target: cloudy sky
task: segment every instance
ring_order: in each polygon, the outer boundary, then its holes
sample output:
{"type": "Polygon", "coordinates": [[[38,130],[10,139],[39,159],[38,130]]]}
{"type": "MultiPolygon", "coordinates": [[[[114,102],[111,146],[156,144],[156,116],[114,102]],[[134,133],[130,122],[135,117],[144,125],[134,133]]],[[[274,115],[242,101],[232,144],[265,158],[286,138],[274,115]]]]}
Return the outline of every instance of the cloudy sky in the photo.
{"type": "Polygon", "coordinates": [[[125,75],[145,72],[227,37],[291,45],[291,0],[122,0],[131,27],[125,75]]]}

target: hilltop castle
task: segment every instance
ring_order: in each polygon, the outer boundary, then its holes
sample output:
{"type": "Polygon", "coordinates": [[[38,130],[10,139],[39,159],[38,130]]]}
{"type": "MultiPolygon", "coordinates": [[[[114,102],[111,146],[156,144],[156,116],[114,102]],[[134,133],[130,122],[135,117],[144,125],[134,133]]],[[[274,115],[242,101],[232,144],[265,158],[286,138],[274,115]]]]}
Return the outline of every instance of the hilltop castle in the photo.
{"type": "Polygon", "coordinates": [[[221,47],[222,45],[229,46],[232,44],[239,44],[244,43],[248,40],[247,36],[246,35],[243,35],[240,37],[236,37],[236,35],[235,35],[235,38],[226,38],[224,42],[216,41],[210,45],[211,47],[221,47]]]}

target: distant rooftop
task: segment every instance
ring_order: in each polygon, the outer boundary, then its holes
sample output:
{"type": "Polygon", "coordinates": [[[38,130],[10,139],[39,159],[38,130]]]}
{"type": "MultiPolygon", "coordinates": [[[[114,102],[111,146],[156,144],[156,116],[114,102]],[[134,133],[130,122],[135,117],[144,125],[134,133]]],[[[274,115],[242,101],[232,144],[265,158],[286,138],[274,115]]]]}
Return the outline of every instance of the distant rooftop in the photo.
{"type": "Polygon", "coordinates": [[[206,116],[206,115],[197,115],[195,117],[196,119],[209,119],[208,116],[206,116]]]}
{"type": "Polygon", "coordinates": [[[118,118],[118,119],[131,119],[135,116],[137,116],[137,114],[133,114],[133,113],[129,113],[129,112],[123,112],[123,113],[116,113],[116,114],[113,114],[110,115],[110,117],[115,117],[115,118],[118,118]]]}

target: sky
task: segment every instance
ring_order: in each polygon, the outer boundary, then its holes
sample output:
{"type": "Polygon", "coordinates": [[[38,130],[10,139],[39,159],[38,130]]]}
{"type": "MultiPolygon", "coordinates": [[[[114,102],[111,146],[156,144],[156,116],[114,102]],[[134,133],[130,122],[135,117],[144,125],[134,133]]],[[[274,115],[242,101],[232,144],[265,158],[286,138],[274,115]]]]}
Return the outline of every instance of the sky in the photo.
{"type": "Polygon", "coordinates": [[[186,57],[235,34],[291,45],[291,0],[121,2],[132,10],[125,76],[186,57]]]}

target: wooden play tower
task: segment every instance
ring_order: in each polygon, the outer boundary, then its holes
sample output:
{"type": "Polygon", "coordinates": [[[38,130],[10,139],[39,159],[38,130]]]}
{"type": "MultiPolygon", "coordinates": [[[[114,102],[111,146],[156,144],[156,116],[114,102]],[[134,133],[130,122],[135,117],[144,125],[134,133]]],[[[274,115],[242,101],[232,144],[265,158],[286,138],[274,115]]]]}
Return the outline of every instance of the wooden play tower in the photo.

-*-*-

* _GOAL_:
Make an exact copy of every line from the one with "target: sky" to the end of the data, with the first and last of those lines included.

* _RESPONSE FOR THIS EXERCISE_:
target: sky
task: segment every instance
ring_order: in each polygon, the outer boundary, then its holes
sample output:
{"type": "Polygon", "coordinates": [[[38,130],[10,139],[39,159],[38,130]]]}
{"type": "MultiPolygon", "coordinates": [[[[114,102],[111,146],[156,144],[156,116],[114,102]],[[134,133],[130,122],[135,117],[144,125],[134,133]]],[[[274,115],[242,101],[232,144],[265,158],[286,138],[274,115]]]]}
Return the outline of every instance of the sky in the photo.
{"type": "Polygon", "coordinates": [[[186,57],[235,34],[291,45],[291,0],[121,2],[132,10],[125,76],[186,57]]]}

target: wooden play tower
task: segment every instance
ring_order: in each polygon, the outer boundary, then its holes
sample output:
{"type": "Polygon", "coordinates": [[[38,130],[10,139],[39,159],[38,130]]]}
{"type": "MultiPolygon", "coordinates": [[[[114,102],[111,146],[156,144],[156,116],[114,102]],[[134,133],[130,122],[135,117],[144,125],[134,133]]],[[[274,115],[242,101],[232,144],[265,158],[286,138],[274,115]]]]}
Return the outline of every instance of the wooden play tower in the photo.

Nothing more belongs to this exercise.